HOW TO COMPLETE THIS TASK:
Please continue the passage about popular pornography searches, starting after its last sentence.

TEXT FOR ANALYSIS Block Start

Your imagination isn’t really needed.

And perhaps that would be fine if the top searches were “woman on top of someone she could never identify as a family member,” “strapped women taking tender tushes,” “grown-up legal-aged professionals of all genders in hot consensual anti-racist role play.” But we know that they aren’t. In 2016 the top pornography searches for men included “stepmom,” “stepsister,” “mom,” “teen,” and “stepmom and son.” Men also liked videos in the categories of “Japanese,” “Ebony,” and “Asian,” in that order. Women were searching for “stepdad and daughter,” as well as “gangbang” and “extreme gangbang.” They wanted to see “big Black dick,” or just “Black sex” in general, and sometimes “Japanese.” (That appears to heavily overlap with specific kinks like foot worship, breast worship, and sexual games.) And everyone wanted to see “lesbians.” These aren’t the only things people were searching for, but they were the top searches for millions of people the world over according to Pornhub, which at that time was the most visited porn site in the world.

TEXT FOR ANALYSIS Block End
DATA SECTION Block Start

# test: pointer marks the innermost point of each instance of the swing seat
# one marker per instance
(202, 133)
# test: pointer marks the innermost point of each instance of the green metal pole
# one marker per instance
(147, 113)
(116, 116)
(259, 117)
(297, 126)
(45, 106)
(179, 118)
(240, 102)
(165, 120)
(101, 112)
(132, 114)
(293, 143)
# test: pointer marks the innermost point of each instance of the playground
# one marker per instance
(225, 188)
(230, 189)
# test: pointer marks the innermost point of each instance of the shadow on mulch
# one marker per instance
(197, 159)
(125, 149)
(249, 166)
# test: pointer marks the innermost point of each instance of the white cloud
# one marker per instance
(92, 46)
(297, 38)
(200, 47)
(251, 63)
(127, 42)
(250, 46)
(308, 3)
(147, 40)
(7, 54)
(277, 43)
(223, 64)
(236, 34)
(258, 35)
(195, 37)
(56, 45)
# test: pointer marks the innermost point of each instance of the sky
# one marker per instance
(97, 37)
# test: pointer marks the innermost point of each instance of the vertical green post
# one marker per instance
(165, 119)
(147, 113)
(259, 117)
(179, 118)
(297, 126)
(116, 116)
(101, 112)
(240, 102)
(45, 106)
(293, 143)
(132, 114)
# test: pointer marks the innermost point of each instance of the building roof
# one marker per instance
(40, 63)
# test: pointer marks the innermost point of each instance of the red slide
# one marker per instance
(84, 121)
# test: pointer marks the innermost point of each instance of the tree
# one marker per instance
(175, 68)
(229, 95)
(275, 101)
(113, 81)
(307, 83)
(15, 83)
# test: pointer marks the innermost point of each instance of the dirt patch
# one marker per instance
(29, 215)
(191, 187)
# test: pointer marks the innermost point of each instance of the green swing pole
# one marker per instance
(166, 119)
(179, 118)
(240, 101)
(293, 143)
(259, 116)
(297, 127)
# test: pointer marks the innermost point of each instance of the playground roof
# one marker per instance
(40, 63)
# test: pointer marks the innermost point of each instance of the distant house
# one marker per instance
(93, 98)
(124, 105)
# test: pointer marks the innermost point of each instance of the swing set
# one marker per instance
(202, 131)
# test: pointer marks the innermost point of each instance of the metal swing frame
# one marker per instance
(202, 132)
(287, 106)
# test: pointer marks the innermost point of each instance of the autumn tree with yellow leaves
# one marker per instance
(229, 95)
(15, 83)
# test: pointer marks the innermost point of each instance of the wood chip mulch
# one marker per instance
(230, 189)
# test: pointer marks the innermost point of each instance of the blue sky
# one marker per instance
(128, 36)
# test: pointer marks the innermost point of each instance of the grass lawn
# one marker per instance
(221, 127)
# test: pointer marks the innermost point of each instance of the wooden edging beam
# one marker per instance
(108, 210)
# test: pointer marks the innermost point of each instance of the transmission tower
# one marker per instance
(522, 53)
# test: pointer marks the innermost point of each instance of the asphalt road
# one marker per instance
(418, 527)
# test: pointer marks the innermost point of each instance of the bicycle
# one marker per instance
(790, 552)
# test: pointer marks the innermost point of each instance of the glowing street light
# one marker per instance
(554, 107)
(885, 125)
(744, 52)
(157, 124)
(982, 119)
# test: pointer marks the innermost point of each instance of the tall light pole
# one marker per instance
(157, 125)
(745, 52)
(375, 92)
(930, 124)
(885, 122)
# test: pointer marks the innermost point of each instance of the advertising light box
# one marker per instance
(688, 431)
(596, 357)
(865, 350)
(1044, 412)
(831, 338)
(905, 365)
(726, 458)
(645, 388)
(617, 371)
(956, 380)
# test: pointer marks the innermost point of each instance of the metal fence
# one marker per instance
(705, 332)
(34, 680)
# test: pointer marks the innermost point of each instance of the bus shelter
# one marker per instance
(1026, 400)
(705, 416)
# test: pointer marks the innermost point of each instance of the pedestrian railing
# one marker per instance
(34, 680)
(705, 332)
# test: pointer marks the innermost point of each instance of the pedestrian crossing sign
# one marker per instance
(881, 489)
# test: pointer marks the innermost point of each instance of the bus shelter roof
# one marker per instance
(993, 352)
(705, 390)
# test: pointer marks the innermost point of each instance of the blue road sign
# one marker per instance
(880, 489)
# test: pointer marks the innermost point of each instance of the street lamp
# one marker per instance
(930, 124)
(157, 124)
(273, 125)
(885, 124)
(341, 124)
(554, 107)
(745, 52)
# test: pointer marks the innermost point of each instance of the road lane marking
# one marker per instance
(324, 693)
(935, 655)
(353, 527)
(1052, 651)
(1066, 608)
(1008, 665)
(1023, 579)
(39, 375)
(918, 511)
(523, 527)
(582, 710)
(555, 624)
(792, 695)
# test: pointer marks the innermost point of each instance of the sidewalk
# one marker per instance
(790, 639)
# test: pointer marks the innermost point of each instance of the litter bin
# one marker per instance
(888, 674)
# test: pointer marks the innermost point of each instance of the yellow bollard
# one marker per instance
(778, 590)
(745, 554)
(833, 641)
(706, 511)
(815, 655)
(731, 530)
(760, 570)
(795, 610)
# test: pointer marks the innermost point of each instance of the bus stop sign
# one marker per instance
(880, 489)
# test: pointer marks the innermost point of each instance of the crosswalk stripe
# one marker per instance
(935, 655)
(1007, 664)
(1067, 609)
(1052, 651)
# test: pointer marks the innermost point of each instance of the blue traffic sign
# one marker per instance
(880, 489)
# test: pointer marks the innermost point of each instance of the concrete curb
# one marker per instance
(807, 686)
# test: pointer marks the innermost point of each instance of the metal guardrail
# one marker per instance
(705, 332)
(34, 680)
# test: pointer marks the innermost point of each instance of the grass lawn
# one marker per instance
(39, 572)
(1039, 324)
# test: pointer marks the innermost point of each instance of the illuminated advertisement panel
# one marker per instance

DATA SECTION Block End

REPLY:
How do we face what we’ve been programmed to desire when it works against our sense of agency, connection, and integrity?

How do we face the truth that our trending fantasies center around incest, underage lovers, racialized power dynamics, and sexual encounters in which women are objects? How do we face ourselves and what we’ve been programmed to desire, especially if it works against our sense of agency and connection and integrity in our real-life sex? How do we move beyond the things we have accidentally come to want and toward our desires to break the intersecting cycles of harm we are in? And how do we face the deeply embedded shame around what we desire? Because while we didn’t create the water we’re swimming in, it’s still poisoning us.

How do we take responsibility for the ways in which we are programming ourselves to participate in rape culture in the deepest recesses of our minds? And that our imaginations are being discarded in the process? What is the consequence of discarded erotic imagination?

I believe our imaginations—particularly the parts of our imaginations that hold what we most desire, what brings us pleasure, what makes us scream yes—are where we must seed the future, turn toward justice and liberation, and reprogram ourselves to desire sexually and erotically empowered lives.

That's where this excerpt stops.